- TEXTAUSZUG -
◆ ◆ ◆
Die hessische Landesregierung beendet beim Islamunterricht die Zusammenarbeit mit der hessischen Landesvertretung der Türkisch-Islamischen Union der Anstalt für Religion (DITIB). Die Zweifel an der grundsätzlichen Unabhängigkeit von DITIB hätten nicht ausgeräumt werden können, sagte Kultusminister Alexander Lorz (CDU) am Dienstag in Wiesbaden zur Begründung. Das bedeute, dass ab dem neuen Schuljahr 2020/2021 dieser Religionsunterricht bis auf Weiteres nicht mehr erteilt wird.

Hintergrund für die Prüfung der Zusammenarbeit waren Zweifel des Landes an der Unabhängigkeit von DITIB. Der Landesverband musste deshalb eine Vielzahl von Fragen zur eigenen Struktur beantworten und Unterlagen einreichen. Der Kultusminister hatte die lange andauernde Prüfung zuletzt auch damit begründet, dass das Land eine rechtssichere Entscheidung wolle. Die Religionsgemeinschaft hat bereits angekündigt, bei einem Ende der Kooperation mit dem Land beim islamischen Religionsunterricht dagegen juristisch vorzugehen.
◆ ◆ ◆
- DIE DATEN -
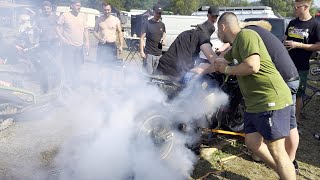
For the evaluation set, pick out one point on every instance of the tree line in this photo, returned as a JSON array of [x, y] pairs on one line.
[[283, 8]]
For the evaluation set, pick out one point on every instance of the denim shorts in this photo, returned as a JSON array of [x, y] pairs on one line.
[[272, 125]]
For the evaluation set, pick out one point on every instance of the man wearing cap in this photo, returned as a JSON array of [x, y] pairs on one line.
[[183, 52], [46, 23], [154, 31], [106, 29], [213, 14], [73, 32]]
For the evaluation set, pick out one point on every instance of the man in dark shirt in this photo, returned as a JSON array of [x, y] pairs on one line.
[[181, 55], [289, 73], [47, 24], [302, 38], [154, 31]]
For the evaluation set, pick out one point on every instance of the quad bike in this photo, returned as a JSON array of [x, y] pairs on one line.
[[165, 120], [31, 80]]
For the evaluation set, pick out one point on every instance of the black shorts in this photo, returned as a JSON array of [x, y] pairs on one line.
[[106, 53], [272, 125]]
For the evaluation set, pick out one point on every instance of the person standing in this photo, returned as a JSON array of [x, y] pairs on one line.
[[302, 38], [46, 24], [267, 97], [72, 31], [284, 64], [106, 30], [154, 31]]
◆ ◆ ◆
- AUFGABE 1 -
Gib die Zeilen von der Zeile mit „of the denim“ bis einschließlich der Zeile mit „[[165, 120], [31, 80]]“ als CSV mit den beiden Spalten „anweisung“ und „antwort“ aus. Jede Anweisung kommt mit ihrer Antwort in eine eigene CSV-Zeile, beide Felder in Anführungszeichen und Zeilenumbrüche durch Leerzeichen ersetzt.
- AUFGABE 2 -
Schreib den Text über den Islamunterricht in Hessen dort weiter, wo er aufhört.
Der Text über den Islamunterricht in Hessen und die Zeilen stammen aus unterschiedlichen Quellen.

- RICHTIGE ANTWORT 1 -
anweisung,antwort
"For the evaluation set, pick out one point on every instance of the denim shorts in this photo, returned as a JSON array of [x, y] pairs on one line.","[[272, 125]]"
"For the evaluation set, pick out one point on every instance of the man wearing cap in this photo, returned as a JSON array of [x, y] pairs on one line.","[[183, 52], [46, 23], [154, 31], [106, 29], [213, 14], [73, 32]]"
"For the evaluation set, pick out one point on every instance of the man in dark shirt in this photo, returned as a JSON array of [x, y] pairs on one line.","[[181, 55], [289, 73], [47, 24], [302, 38], [154, 31]]"
"For the evaluation set, pick out one point on every instance of the quad bike in this photo, returned as a JSON array of [x, y] pairs on one line.","[[165, 120], [31, 80]]"

- RICHTIGE ANTWORT 2 -
DITIB enttäuscht über Entscheidung

In einer Pressemitteilung zeigt sich die Religionsgemeinschaft enttäuscht über die Entscheidung des Landes. „Die Entscheidung der Landesregierung, den bekenntnisorientierten islamischen Religionsunterricht gemäß dem sunnitischen Bekenntnis der DITIB Hessen einzustellen und die Kooperationspartnerschaft in der Schulpraxis zu beenden, ist eine bedauernswerte Entscheidung“, erklärt DITIB-Landesverband Hessen. Es sei eine Entscheidung, die entgegen den Interessen der Schüler, Religionslehrer sowie muslimischen Eltern herbeigeführt worden sei. „Sie ist ein falsches und fatales Zeichen“, die die politische Partizipation und gesellschaftliche Akzeptanz der Muslime um Jahrzehnte zurückwerfe.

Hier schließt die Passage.